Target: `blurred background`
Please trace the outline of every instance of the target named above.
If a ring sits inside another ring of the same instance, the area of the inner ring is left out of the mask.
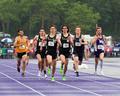
[[[58,32],[66,24],[74,33],[81,26],[90,42],[96,26],[103,28],[106,57],[120,56],[120,0],[0,0],[0,58],[14,58],[13,42],[23,28],[32,39],[39,29],[55,24]],[[90,47],[93,57],[93,47]]]

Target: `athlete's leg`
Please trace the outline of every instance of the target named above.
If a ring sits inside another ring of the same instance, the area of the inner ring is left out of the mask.
[[[26,60],[27,60],[27,55],[23,55],[22,56],[22,76],[25,75],[25,71],[26,71]]]
[[[100,68],[101,68],[101,74],[103,75],[103,59],[104,59],[104,53],[100,54]]]
[[[95,74],[97,73],[98,60],[99,58],[95,57]]]
[[[52,81],[54,81],[54,74],[55,74],[55,71],[56,71],[56,59],[53,59],[53,62],[52,62]]]
[[[51,74],[51,65],[52,65],[52,56],[51,55],[47,55],[46,59],[47,59],[47,64],[49,66],[49,68],[48,68],[48,75],[50,75]]]
[[[46,66],[46,58],[43,59],[43,67],[44,67],[43,68],[44,69],[44,75],[45,75],[45,78],[46,78],[47,77],[47,75],[46,75],[46,67],[47,67]]]
[[[74,56],[73,60],[74,60],[76,76],[78,77],[79,76],[79,73],[78,73],[79,57],[78,56]]]
[[[41,55],[40,54],[37,54],[36,55],[37,59],[38,59],[38,76],[41,76],[41,73],[42,73],[42,58],[41,58]]]

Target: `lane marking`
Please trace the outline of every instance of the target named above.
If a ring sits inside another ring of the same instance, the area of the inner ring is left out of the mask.
[[[9,67],[9,68],[15,69],[15,68],[13,68],[13,67],[11,67],[11,66],[8,66],[8,65],[3,65],[3,66],[6,66],[6,67]],[[15,69],[15,70],[16,70],[16,69]],[[33,73],[30,73],[30,72],[28,72],[28,71],[26,71],[26,73],[31,74],[31,75],[34,75],[34,76],[37,76],[37,75],[35,75],[35,74],[33,74]],[[45,79],[45,80],[46,80],[46,79]],[[51,81],[51,79],[47,79],[47,80],[50,80],[50,81]],[[51,81],[51,82],[52,82],[52,81]],[[84,89],[81,89],[81,88],[79,88],[79,87],[75,87],[75,86],[72,86],[72,85],[69,85],[69,84],[65,84],[65,83],[62,83],[62,82],[59,82],[59,81],[55,81],[55,82],[58,83],[58,84],[61,84],[61,85],[64,85],[64,86],[73,88],[73,89],[77,89],[77,90],[80,90],[80,91],[83,91],[83,92],[87,92],[87,93],[96,95],[96,96],[102,96],[102,95],[97,94],[97,93],[95,93],[95,92],[88,91],[88,90],[84,90]]]
[[[14,78],[12,78],[12,77],[10,77],[10,76],[7,75],[7,74],[4,74],[4,73],[2,73],[2,72],[0,72],[0,74],[2,74],[2,75],[4,75],[5,77],[7,77],[7,78],[9,78],[9,79],[11,79],[11,80],[17,82],[18,84],[20,84],[20,85],[22,85],[22,86],[24,86],[24,87],[26,87],[26,88],[32,90],[33,92],[35,92],[35,93],[37,93],[37,94],[39,94],[39,95],[41,95],[41,96],[46,96],[46,95],[44,95],[43,93],[36,91],[36,90],[33,89],[32,87],[30,87],[30,86],[28,86],[28,85],[26,85],[26,84],[24,84],[24,83],[21,83],[20,81],[14,79]]]

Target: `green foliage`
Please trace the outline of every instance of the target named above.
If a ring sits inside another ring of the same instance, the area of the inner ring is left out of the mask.
[[[81,26],[83,32],[93,34],[98,24],[106,35],[119,38],[119,9],[119,0],[0,0],[0,31],[15,36],[23,28],[33,37],[41,27],[49,32],[55,24],[60,31],[68,24],[71,32]]]

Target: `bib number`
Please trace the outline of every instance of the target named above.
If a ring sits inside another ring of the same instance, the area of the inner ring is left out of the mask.
[[[69,44],[68,43],[64,43],[63,44],[63,48],[69,48]]]
[[[98,45],[98,49],[104,50],[104,46],[103,45]]]
[[[54,42],[49,41],[48,46],[54,46]]]
[[[75,42],[75,46],[81,46],[80,42]]]
[[[25,49],[25,45],[21,45],[21,46],[20,46],[20,49]]]

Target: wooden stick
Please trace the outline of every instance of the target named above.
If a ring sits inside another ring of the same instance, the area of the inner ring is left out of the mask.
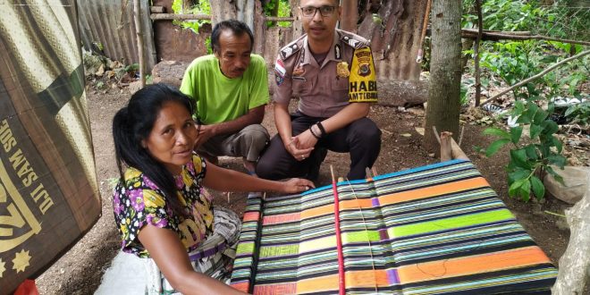
[[[439,144],[441,144],[441,137],[438,136],[438,131],[436,131],[436,126],[433,125],[433,132],[434,132],[434,137],[436,138],[436,141],[438,141]]]
[[[452,159],[469,160],[449,131],[441,132],[441,162]]]
[[[344,257],[342,257],[342,238],[340,232],[340,198],[338,197],[338,187],[336,186],[336,178],[334,177],[334,168],[330,165],[332,173],[332,191],[334,194],[334,221],[336,227],[336,248],[338,252],[338,283],[340,286],[340,295],[344,295],[346,284],[344,282]]]
[[[463,141],[463,131],[465,131],[465,125],[461,126],[461,133],[459,134],[459,143],[458,146],[461,146],[461,141]]]
[[[175,14],[175,13],[152,13],[152,21],[211,21],[209,14]]]
[[[487,104],[487,103],[491,103],[491,102],[493,102],[493,101],[498,99],[498,97],[503,96],[503,95],[506,94],[507,92],[509,92],[509,91],[510,91],[510,90],[513,90],[513,89],[515,89],[515,88],[519,88],[519,87],[521,87],[521,86],[523,86],[523,85],[525,85],[525,84],[527,84],[527,83],[528,83],[528,82],[530,82],[530,81],[532,81],[532,80],[535,80],[535,79],[538,79],[538,78],[540,78],[540,77],[543,77],[543,76],[545,75],[546,73],[548,73],[548,72],[553,71],[553,70],[554,70],[555,68],[557,68],[558,66],[560,66],[560,65],[561,65],[561,64],[563,64],[563,63],[568,63],[568,62],[569,62],[569,61],[573,61],[573,60],[575,60],[575,59],[577,59],[577,58],[580,58],[580,57],[582,57],[582,56],[584,56],[584,55],[587,55],[587,54],[590,54],[590,50],[586,50],[586,51],[581,52],[581,53],[579,53],[579,54],[577,54],[577,55],[574,55],[574,56],[569,57],[569,58],[566,58],[566,59],[564,59],[564,60],[562,60],[562,61],[560,61],[560,62],[559,62],[559,63],[555,63],[555,64],[553,64],[553,65],[552,65],[552,66],[546,68],[544,71],[539,72],[538,74],[536,74],[536,75],[535,75],[535,76],[533,76],[533,77],[530,77],[530,78],[528,78],[528,79],[525,79],[525,80],[521,80],[520,82],[518,82],[518,83],[514,84],[513,86],[510,86],[510,88],[508,88],[502,90],[502,92],[500,92],[500,93],[496,94],[495,96],[493,96],[492,98],[490,98],[490,99],[488,99],[488,100],[483,102],[481,105],[479,105],[479,106],[484,106],[485,104]]]
[[[146,86],[146,61],[143,54],[143,32],[141,30],[141,5],[139,0],[133,0],[133,20],[138,38],[138,57],[139,58],[139,80],[141,88]]]
[[[452,148],[451,146],[451,139],[452,133],[448,131],[441,132],[441,162],[447,162],[452,160]]]
[[[461,30],[461,38],[475,39],[477,38],[477,31],[472,29],[462,29]],[[491,31],[483,31],[482,32],[483,40],[500,40],[500,39],[508,39],[508,40],[547,40],[547,41],[557,41],[561,43],[570,43],[570,44],[580,44],[580,45],[590,45],[588,41],[580,41],[580,40],[571,40],[571,39],[561,39],[559,38],[546,37],[541,35],[522,35],[522,34],[509,34],[509,32],[491,32]]]

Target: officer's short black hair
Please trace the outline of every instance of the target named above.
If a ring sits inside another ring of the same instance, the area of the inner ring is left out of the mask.
[[[254,46],[254,34],[248,25],[242,21],[236,20],[228,20],[217,22],[213,28],[211,32],[211,50],[213,52],[221,53],[221,45],[219,44],[219,36],[226,30],[229,30],[234,36],[241,36],[244,33],[248,34],[250,38],[250,51]]]

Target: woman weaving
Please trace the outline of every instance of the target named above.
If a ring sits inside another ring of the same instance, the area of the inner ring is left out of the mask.
[[[240,223],[203,187],[295,193],[307,180],[272,181],[217,167],[193,153],[199,126],[190,99],[164,84],[135,93],[113,120],[121,180],[113,206],[122,250],[156,271],[148,293],[237,293],[229,279]],[[222,282],[220,282],[222,281]]]

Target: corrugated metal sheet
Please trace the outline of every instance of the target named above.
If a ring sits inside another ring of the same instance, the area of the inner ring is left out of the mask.
[[[149,19],[149,2],[140,1],[146,70],[156,64],[154,30]],[[84,48],[100,43],[105,55],[125,64],[139,62],[133,21],[133,0],[78,0],[80,34]]]

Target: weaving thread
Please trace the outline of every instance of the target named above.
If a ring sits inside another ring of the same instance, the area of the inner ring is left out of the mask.
[[[340,295],[344,295],[346,282],[344,279],[344,257],[342,257],[342,237],[341,236],[340,231],[340,198],[338,197],[338,186],[336,185],[334,170],[332,165],[330,165],[330,172],[332,173],[332,191],[334,194],[334,221],[336,228],[336,250],[338,251],[339,293]]]
[[[550,293],[557,271],[469,161],[338,182],[347,294]],[[248,200],[232,285],[334,294],[332,186]]]

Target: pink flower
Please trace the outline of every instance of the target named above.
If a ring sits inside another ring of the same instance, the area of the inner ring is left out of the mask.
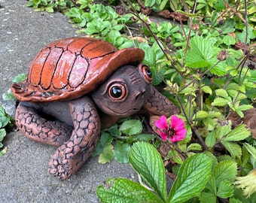
[[[162,139],[165,141],[167,138],[169,138],[171,142],[180,141],[185,138],[187,133],[184,129],[185,123],[182,119],[175,115],[171,117],[170,124],[168,123],[165,116],[161,116],[154,124],[158,128],[157,131]]]

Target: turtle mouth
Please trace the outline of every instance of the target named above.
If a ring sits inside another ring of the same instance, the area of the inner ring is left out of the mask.
[[[108,111],[110,112],[111,112],[111,114],[113,116],[129,117],[129,116],[134,114],[135,113],[139,112],[139,110],[142,108],[142,105],[139,108],[130,108],[130,109],[126,110],[124,111],[114,111],[112,109],[108,109]]]

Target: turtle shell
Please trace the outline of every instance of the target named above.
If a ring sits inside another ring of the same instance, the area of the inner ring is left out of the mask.
[[[43,48],[32,62],[26,80],[11,89],[20,101],[71,100],[93,91],[122,65],[143,58],[141,49],[118,50],[96,38],[62,39]]]

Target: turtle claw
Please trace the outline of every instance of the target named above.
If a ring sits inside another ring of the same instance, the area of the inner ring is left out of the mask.
[[[59,154],[55,154],[49,162],[49,172],[53,176],[59,179],[66,179],[69,177],[74,171],[73,168],[71,168],[70,163],[72,159],[65,159]]]

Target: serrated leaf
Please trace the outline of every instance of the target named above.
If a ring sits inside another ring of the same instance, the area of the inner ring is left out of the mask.
[[[227,35],[223,38],[223,43],[227,46],[234,45],[236,44],[236,39]]]
[[[234,161],[220,162],[212,171],[213,177],[218,187],[221,182],[228,180],[233,182],[236,174],[236,163]]]
[[[248,143],[245,143],[244,146],[245,147],[248,152],[254,158],[254,159],[256,159],[256,148]]]
[[[148,142],[155,138],[155,135],[153,134],[139,134],[130,135],[127,138],[127,142],[135,142],[135,141],[145,141]]]
[[[227,106],[227,103],[230,102],[230,101],[227,100],[226,98],[223,98],[221,97],[216,98],[213,102],[212,102],[212,106],[219,106],[219,107],[223,107],[223,106]]]
[[[253,108],[253,106],[250,105],[242,105],[236,108],[236,111],[246,111]]]
[[[192,68],[210,67],[218,61],[218,49],[212,41],[196,36],[190,38],[190,50],[187,51],[184,62],[186,65]]]
[[[130,152],[130,148],[128,143],[117,141],[114,150],[114,159],[120,163],[127,163],[128,153]]]
[[[96,156],[100,154],[102,152],[105,146],[107,144],[111,144],[112,141],[113,141],[113,137],[108,132],[102,132],[98,144],[95,147],[92,153],[92,156]]]
[[[0,129],[0,142],[2,142],[3,141],[5,135],[6,135],[5,129]]]
[[[123,122],[119,129],[128,135],[138,135],[142,132],[142,125],[139,120],[129,120]]]
[[[225,147],[227,150],[228,150],[233,158],[239,157],[242,155],[241,147],[239,144],[225,141],[222,141],[221,144]]]
[[[217,197],[215,194],[211,192],[201,192],[199,199],[200,203],[216,203]]]
[[[201,89],[205,93],[210,94],[210,95],[212,94],[212,90],[211,87],[209,87],[209,86],[203,86],[201,87]]]
[[[187,158],[181,166],[169,193],[169,202],[184,202],[198,195],[211,172],[212,161],[203,153]]]
[[[163,202],[156,195],[139,183],[123,178],[112,180],[112,183],[109,183],[107,188],[99,186],[96,193],[101,201],[105,203]]]
[[[174,149],[169,151],[167,156],[171,157],[173,161],[178,164],[182,164],[184,162],[179,153]]]
[[[208,116],[208,113],[205,111],[198,111],[197,112],[197,114],[193,117],[193,120],[197,119],[202,119],[202,118],[205,118],[207,117]]]
[[[192,143],[187,147],[188,150],[196,150],[200,151],[202,150],[202,146],[198,143]]]
[[[110,162],[114,159],[113,146],[111,144],[107,144],[99,156],[99,162],[105,164]]]
[[[11,92],[11,89],[8,89],[8,91],[7,92],[3,93],[2,98],[5,101],[15,100],[16,99],[15,96]]]
[[[217,196],[220,198],[227,198],[233,195],[234,190],[233,185],[228,180],[222,180],[220,182],[217,191]]]
[[[228,94],[225,89],[218,89],[215,90],[216,95],[221,96],[223,98],[228,98]]]
[[[242,141],[251,135],[251,131],[244,124],[239,125],[230,132],[224,138],[224,141]]]
[[[129,162],[166,202],[167,192],[165,168],[157,150],[150,144],[135,143],[129,153]]]
[[[209,132],[206,138],[206,144],[208,147],[212,148],[216,143],[216,137],[214,131]]]

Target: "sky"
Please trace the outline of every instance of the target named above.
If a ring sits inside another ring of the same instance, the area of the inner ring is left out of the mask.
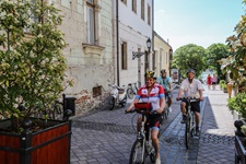
[[[175,51],[196,44],[226,44],[245,14],[243,0],[154,0],[154,31]]]

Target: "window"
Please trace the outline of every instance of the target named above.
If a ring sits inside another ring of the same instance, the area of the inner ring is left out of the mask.
[[[95,86],[92,89],[93,97],[97,97],[102,95],[102,86]]]
[[[148,24],[151,25],[151,8],[148,5]]]
[[[94,0],[87,0],[87,42],[89,44],[96,45],[95,43],[95,4]]]
[[[127,0],[121,0],[121,2],[124,2],[125,4],[127,4]]]
[[[152,55],[152,70],[155,70],[155,52]]]
[[[127,70],[127,43],[121,44],[121,69]]]
[[[137,0],[132,0],[132,11],[137,13]]]
[[[144,0],[141,0],[141,19],[144,20]]]

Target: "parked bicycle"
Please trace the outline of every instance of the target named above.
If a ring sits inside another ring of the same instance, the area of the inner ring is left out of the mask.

========

Please count the lines in the items above that contain the string "turtle", treating uppercase and lowercase letters as different, and reply with that number alone.

3